Input for this task →
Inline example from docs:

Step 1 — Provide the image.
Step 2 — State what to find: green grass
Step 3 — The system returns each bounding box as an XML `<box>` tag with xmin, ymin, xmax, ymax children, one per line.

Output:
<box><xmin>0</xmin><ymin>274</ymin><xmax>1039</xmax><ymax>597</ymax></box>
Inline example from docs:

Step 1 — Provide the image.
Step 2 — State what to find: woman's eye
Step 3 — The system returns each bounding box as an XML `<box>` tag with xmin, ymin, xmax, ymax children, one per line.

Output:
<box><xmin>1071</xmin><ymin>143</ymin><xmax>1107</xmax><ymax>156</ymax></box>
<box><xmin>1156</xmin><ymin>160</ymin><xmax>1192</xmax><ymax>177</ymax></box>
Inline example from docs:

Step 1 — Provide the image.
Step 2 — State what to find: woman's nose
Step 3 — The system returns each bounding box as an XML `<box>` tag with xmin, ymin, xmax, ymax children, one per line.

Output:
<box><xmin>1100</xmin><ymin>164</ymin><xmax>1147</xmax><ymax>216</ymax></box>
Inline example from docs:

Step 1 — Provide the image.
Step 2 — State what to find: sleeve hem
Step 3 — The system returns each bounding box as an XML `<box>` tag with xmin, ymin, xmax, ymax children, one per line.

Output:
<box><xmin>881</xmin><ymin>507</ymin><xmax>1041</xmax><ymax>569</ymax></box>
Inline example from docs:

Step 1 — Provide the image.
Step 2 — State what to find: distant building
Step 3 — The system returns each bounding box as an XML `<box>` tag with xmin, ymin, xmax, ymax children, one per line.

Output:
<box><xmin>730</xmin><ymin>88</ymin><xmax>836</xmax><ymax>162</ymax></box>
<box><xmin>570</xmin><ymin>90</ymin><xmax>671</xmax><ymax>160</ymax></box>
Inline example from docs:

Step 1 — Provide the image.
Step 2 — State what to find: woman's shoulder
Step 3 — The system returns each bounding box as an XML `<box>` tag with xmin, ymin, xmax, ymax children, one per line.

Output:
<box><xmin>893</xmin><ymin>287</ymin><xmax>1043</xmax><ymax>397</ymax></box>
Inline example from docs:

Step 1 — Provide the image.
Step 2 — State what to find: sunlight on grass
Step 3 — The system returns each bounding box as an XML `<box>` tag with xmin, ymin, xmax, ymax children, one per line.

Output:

Set exercise → Pick out each line of the data above that contains the word "woman" and copy those lines in full.

Completed exercise →
Step 2 — State what to find: woman's eye
Step 2 — State what to find: woman's nose
Step 2 — State what to find: woman's shoulder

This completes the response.